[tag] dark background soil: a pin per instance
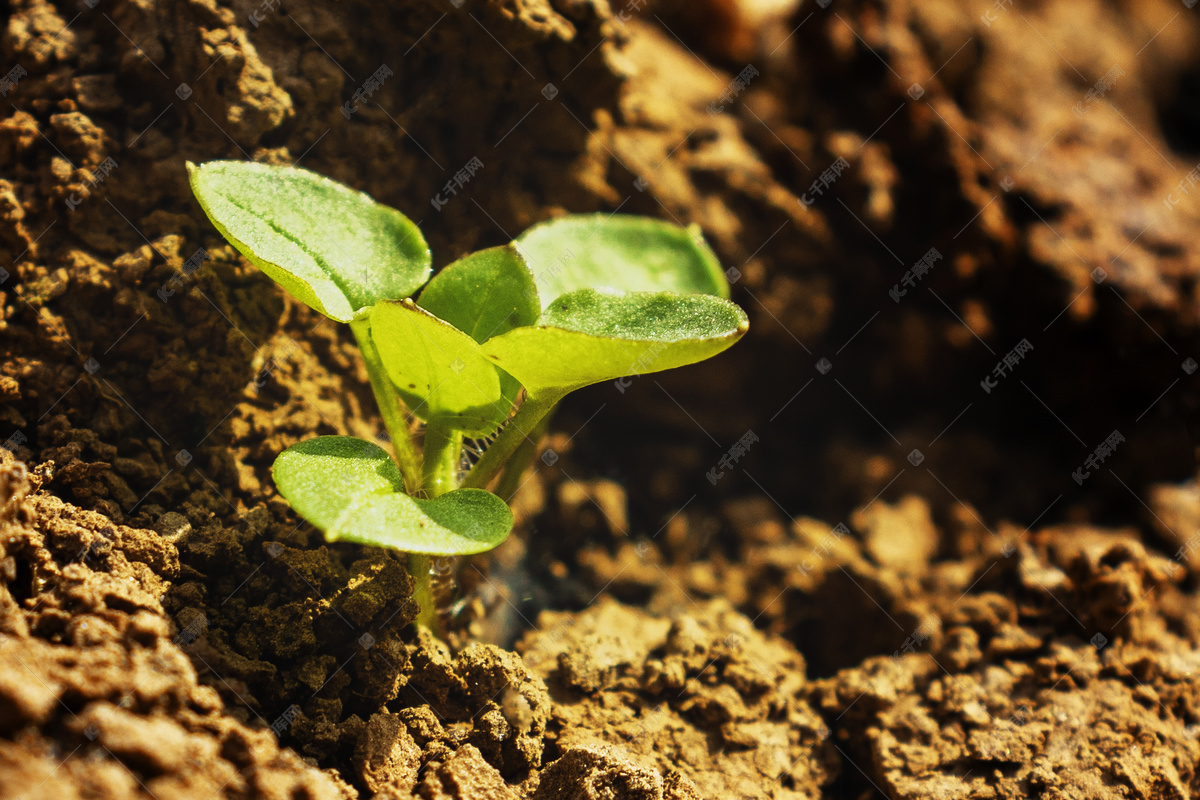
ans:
(983, 626)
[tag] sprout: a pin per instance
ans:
(492, 343)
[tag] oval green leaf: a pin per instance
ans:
(323, 476)
(588, 336)
(486, 294)
(622, 253)
(438, 371)
(333, 247)
(462, 522)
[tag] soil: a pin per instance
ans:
(957, 559)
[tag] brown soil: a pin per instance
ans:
(899, 591)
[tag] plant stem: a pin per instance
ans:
(522, 427)
(521, 458)
(419, 566)
(442, 451)
(389, 407)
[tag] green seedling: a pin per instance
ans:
(489, 348)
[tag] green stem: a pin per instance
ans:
(389, 405)
(522, 457)
(523, 426)
(419, 566)
(442, 450)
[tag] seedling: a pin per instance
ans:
(487, 349)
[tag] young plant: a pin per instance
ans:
(570, 302)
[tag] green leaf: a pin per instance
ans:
(334, 248)
(486, 294)
(619, 252)
(462, 522)
(438, 371)
(351, 489)
(588, 336)
(321, 477)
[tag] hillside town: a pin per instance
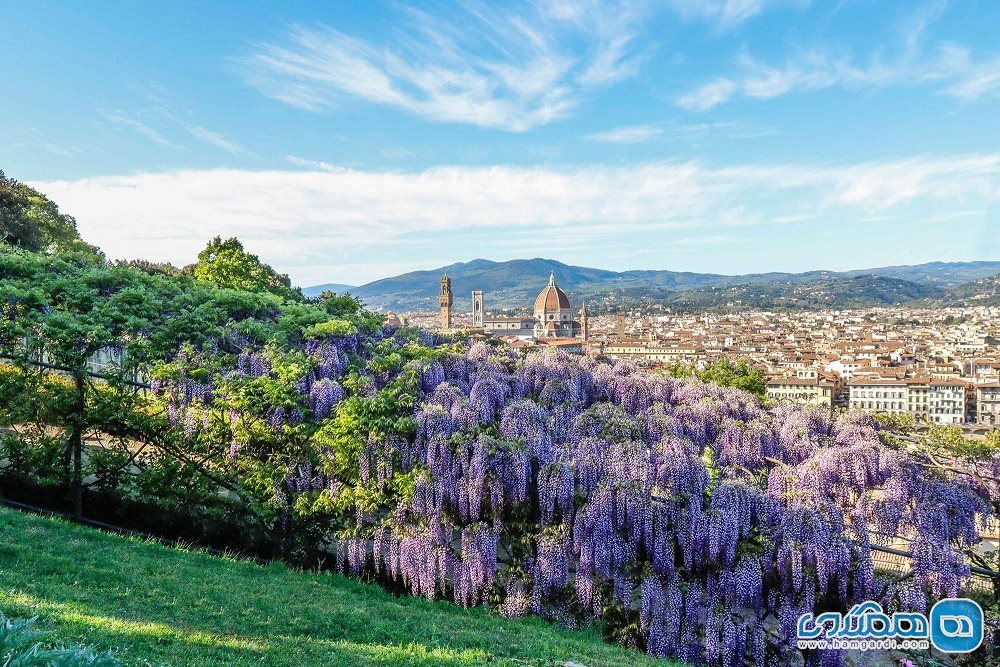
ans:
(940, 365)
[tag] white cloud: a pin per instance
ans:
(313, 224)
(726, 13)
(709, 95)
(627, 134)
(483, 66)
(139, 127)
(978, 81)
(216, 139)
(905, 62)
(315, 164)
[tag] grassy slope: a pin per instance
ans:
(157, 605)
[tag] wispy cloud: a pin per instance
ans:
(334, 217)
(315, 164)
(216, 139)
(139, 128)
(726, 13)
(485, 66)
(908, 62)
(708, 95)
(627, 134)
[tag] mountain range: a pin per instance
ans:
(514, 284)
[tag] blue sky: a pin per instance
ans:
(349, 141)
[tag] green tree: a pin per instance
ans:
(228, 264)
(30, 220)
(739, 375)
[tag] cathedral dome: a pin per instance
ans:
(551, 298)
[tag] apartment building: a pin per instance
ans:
(946, 402)
(988, 404)
(810, 391)
(879, 395)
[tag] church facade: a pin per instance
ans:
(552, 315)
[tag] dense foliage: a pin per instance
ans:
(726, 373)
(688, 518)
(228, 264)
(30, 220)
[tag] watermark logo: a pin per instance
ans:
(955, 625)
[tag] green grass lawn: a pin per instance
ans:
(157, 605)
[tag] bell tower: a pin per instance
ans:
(477, 309)
(445, 300)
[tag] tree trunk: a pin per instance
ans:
(76, 446)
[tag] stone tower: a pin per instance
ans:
(445, 300)
(477, 309)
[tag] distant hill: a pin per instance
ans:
(514, 285)
(316, 290)
(983, 292)
(820, 293)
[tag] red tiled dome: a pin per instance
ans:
(551, 298)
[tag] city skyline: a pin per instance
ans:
(349, 144)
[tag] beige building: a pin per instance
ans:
(810, 391)
(879, 395)
(934, 400)
(946, 402)
(988, 404)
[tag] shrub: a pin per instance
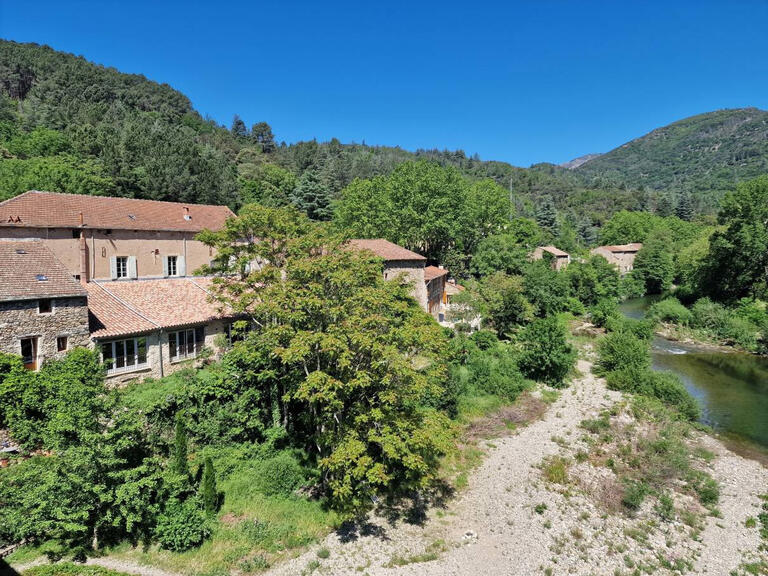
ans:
(603, 311)
(664, 386)
(641, 329)
(484, 339)
(709, 315)
(546, 353)
(634, 495)
(279, 475)
(670, 310)
(622, 351)
(182, 526)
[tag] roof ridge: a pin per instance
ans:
(124, 303)
(115, 198)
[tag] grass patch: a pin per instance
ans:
(554, 469)
(69, 569)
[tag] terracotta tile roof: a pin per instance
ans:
------------------------------------------------
Could you rewrite everything from the line containing "[tag] red tiled dome: a pin per instance" down to the end of the records, swapping "beige building" for "cream building" and leaving all else as it is? Omit the pictures from your answer.

[tag] red tiled dome: a pin per instance
ans:
(551, 298)
[tag] city skyline: a pin per instance
ans:
(349, 144)
[tag] cream building: a pin per instance
ans:
(810, 391)
(879, 395)
(934, 400)
(946, 402)
(988, 404)
[tag] shrub: a pin per instance
ans:
(603, 311)
(664, 386)
(641, 329)
(484, 339)
(709, 315)
(546, 353)
(634, 495)
(279, 475)
(670, 310)
(622, 351)
(182, 526)
[tag] roof ridge: a pin per instance
ans:
(124, 303)
(115, 198)
[tag] grass patch: a pin per instance
ans:
(554, 469)
(69, 569)
[tag] terracotta tile roof: a pin per instance
ans:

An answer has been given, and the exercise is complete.